> **Set problem**: Please reproduce the material below word for word, starting with the line that contains "Where can the street lamp be found here?" and going on through the line that contains "369], [367, 475]]", with both of those lines included. Leave the pictures out of your answer.

> **Task material**:
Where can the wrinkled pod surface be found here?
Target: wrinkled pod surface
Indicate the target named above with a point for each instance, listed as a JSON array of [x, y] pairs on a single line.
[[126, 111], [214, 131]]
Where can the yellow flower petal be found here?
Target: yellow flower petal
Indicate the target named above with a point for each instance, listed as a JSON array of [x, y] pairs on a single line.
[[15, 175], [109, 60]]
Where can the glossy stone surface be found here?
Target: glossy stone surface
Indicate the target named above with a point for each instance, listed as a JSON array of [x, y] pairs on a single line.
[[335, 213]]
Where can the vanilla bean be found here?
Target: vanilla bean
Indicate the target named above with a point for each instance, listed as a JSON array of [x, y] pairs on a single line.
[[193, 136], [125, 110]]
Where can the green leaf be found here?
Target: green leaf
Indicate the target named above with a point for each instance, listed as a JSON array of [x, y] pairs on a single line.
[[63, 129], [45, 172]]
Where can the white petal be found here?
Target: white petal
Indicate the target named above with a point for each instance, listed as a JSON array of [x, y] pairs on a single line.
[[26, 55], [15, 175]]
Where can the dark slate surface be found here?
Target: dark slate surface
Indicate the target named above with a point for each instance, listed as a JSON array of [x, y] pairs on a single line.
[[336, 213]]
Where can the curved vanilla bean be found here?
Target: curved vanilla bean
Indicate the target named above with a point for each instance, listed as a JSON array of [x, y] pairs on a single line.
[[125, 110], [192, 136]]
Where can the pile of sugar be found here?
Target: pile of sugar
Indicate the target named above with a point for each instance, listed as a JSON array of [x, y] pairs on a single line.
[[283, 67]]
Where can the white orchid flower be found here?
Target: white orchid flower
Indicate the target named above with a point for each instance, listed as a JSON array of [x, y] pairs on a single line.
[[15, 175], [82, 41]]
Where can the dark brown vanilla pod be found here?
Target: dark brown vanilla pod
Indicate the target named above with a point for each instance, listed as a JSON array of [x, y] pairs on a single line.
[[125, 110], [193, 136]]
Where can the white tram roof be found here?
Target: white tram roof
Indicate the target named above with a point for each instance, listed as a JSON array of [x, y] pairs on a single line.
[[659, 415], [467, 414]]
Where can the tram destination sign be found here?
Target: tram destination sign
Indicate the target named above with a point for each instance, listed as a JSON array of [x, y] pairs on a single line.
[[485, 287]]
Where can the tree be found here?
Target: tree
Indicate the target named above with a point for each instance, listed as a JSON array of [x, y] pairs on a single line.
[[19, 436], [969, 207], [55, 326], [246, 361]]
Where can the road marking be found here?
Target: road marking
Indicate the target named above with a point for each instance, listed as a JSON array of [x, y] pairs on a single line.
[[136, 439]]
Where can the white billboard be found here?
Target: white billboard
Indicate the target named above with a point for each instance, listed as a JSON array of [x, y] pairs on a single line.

* * *

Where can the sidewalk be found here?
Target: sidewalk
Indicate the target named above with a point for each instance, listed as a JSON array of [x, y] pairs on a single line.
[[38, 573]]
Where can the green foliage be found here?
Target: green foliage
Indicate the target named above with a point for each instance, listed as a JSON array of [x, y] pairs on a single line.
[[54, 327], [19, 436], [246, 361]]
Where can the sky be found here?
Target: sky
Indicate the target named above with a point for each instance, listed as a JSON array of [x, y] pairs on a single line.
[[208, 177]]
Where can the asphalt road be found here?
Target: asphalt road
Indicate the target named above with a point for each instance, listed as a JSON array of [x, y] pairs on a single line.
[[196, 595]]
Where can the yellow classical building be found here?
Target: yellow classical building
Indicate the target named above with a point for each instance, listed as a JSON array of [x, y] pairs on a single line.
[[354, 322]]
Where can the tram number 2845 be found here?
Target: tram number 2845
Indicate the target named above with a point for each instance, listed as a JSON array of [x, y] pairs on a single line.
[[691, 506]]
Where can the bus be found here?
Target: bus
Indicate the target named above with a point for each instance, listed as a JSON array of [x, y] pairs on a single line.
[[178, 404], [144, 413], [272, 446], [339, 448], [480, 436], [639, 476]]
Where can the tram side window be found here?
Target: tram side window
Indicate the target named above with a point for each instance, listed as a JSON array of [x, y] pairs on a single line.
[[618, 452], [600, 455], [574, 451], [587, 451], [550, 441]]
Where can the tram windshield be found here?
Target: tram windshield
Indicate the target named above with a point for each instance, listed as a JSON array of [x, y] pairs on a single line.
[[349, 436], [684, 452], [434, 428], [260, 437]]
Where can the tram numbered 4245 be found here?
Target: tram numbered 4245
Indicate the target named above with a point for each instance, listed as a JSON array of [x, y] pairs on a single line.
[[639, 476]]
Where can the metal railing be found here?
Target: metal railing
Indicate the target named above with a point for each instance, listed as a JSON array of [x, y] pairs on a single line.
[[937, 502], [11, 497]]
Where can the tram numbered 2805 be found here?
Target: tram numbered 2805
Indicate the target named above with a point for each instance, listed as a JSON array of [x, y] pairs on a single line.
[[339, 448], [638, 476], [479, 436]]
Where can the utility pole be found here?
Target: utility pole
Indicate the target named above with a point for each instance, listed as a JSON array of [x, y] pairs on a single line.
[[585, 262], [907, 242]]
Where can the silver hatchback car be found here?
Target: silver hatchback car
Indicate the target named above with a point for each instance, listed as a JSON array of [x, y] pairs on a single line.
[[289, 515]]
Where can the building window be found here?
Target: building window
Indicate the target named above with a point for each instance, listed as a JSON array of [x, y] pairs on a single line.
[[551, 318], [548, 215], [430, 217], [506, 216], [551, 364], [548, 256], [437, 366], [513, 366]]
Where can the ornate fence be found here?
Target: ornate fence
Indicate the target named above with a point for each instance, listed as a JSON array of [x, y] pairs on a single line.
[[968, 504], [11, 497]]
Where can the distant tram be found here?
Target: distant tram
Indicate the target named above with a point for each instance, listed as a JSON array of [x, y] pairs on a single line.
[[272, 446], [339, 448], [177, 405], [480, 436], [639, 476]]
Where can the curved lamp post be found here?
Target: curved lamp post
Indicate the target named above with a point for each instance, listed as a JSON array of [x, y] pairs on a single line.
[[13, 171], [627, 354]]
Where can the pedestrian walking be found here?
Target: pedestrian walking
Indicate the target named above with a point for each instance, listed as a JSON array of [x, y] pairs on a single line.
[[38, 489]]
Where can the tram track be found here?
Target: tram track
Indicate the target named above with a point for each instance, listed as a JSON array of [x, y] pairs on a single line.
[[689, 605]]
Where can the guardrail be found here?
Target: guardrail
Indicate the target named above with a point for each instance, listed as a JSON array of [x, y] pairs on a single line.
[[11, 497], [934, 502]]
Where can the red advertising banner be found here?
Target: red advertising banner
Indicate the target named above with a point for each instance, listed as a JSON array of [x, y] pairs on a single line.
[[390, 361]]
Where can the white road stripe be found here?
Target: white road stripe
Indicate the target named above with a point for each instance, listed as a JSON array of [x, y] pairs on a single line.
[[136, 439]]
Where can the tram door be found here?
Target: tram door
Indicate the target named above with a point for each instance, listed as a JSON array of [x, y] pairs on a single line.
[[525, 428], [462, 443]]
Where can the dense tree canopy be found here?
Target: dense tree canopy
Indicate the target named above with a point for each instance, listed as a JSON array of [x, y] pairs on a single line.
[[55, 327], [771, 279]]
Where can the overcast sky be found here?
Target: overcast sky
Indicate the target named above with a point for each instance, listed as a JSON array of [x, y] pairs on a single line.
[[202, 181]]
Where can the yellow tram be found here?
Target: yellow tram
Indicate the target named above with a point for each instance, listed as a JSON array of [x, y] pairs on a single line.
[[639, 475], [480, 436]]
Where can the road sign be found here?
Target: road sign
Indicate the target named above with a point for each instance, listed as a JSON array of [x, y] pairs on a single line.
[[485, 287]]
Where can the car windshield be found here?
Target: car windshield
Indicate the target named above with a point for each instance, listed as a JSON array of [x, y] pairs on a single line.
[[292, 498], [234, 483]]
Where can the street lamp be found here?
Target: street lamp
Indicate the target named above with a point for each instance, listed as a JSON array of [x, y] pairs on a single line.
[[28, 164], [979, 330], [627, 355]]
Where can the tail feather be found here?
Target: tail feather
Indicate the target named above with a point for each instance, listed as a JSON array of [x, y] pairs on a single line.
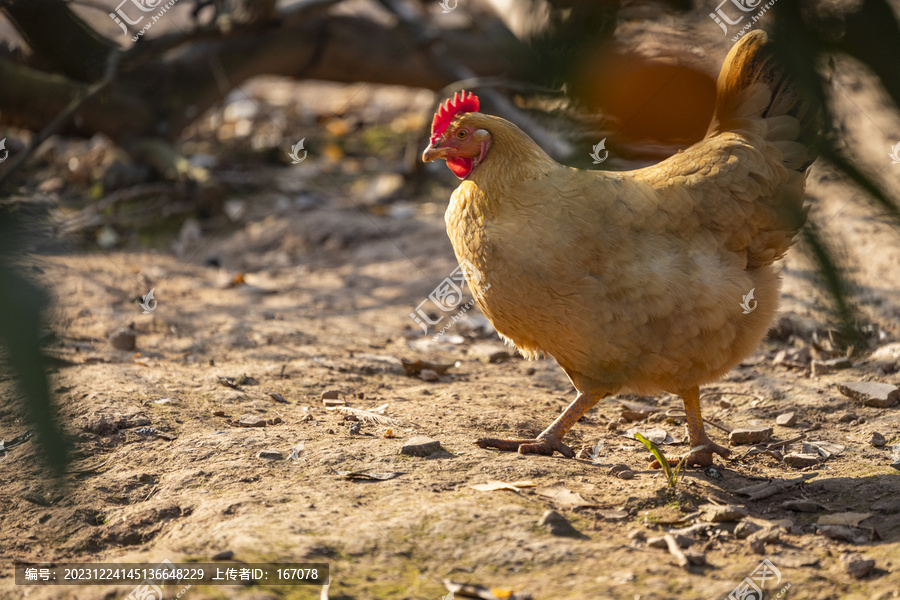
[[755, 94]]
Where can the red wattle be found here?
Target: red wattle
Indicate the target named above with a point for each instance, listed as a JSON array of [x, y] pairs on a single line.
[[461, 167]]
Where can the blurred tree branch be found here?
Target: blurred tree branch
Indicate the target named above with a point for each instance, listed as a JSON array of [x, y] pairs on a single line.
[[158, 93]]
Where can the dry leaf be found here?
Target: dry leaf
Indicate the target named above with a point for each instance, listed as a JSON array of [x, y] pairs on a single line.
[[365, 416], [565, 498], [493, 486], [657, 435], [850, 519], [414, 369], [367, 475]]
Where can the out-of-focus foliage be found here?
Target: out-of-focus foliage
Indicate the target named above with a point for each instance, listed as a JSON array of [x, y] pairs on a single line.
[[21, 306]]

--

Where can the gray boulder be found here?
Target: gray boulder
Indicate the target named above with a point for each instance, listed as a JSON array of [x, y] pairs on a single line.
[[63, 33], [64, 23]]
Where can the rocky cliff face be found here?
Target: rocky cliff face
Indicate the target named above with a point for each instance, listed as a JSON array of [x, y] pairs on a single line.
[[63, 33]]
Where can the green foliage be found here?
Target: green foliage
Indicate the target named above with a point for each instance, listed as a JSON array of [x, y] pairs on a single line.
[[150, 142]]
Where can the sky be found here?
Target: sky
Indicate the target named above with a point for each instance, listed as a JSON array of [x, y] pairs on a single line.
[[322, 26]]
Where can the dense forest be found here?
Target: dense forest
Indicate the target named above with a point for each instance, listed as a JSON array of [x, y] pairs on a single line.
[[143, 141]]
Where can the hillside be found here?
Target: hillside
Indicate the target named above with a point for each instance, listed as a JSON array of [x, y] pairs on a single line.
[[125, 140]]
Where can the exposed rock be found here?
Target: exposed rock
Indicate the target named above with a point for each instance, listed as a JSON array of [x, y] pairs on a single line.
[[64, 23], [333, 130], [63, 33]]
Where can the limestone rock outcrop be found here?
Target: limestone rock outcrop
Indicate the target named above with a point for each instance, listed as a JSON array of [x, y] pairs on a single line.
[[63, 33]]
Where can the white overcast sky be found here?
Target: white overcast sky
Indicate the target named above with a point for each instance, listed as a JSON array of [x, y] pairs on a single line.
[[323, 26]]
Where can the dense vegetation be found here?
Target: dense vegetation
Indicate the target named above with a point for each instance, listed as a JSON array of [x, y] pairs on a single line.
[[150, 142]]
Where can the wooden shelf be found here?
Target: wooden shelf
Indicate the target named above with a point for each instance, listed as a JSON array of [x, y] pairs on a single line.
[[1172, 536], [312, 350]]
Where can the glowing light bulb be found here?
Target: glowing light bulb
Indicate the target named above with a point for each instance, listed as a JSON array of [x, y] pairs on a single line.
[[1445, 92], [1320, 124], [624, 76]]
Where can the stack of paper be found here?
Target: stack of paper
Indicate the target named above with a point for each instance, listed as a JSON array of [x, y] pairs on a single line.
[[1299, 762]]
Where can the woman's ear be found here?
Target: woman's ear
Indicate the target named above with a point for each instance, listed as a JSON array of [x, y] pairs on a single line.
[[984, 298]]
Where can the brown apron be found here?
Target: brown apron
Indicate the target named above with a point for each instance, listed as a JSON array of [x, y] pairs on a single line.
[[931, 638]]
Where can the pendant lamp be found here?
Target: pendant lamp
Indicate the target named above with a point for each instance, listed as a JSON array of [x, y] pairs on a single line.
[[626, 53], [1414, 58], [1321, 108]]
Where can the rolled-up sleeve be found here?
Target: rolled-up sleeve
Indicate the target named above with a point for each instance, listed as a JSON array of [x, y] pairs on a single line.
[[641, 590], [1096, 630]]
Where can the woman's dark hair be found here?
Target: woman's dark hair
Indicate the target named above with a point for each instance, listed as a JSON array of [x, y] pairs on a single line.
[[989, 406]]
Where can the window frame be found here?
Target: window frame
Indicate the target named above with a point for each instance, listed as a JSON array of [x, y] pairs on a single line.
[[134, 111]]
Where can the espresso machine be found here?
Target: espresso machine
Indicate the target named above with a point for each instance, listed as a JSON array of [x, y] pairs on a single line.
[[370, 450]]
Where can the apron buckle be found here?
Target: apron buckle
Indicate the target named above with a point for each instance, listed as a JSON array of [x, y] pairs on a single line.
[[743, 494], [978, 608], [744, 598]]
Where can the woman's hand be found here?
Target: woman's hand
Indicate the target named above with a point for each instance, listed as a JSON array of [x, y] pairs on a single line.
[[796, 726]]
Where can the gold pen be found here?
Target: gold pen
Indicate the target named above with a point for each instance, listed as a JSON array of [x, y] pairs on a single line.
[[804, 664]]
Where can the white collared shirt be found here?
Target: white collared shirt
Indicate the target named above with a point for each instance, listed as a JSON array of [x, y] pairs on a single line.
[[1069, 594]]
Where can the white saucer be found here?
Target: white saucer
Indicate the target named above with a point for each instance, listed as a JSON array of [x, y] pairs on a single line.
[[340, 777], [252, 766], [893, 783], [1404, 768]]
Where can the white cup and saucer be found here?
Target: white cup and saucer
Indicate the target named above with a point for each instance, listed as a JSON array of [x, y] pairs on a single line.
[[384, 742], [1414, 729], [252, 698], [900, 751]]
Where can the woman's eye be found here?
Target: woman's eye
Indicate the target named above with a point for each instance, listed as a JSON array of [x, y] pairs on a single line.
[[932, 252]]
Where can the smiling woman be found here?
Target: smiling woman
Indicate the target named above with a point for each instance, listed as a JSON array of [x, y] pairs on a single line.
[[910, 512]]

> **Exercise result**:
Where can the street lamp be found here?
Target: street lamp
Indicate the target named above with a point for each instance, listed as a JSON array of [x, y] pairs on a single line.
[[28, 164], [979, 330], [627, 355]]
Where can the tail feather be found here?
Target: tail feather
Indicate the target named above with a point for each instance, listed as a JSON array of [x, y] pairs on a single line.
[[755, 94]]
Where can the red wattle be found here?
Target: red wattle
Indicate the target named above with a point for each instance, listed as a JSON array of [x, y] pairs on a single line.
[[461, 167]]
Where can the blurred tree branch be found here?
Target: blurred tree branch
Indicate the target named above with a point for each instance, listed as a JSON array of [x, y] pairs on a single line.
[[158, 93]]
Where can the dry leaf be found here?
Target: dry leaf
Indicate the target named above with a point for each instance, listed as a JSON array of [x, y] pairs on a single line.
[[365, 416], [565, 498], [493, 486], [657, 435], [850, 519], [414, 369], [367, 475]]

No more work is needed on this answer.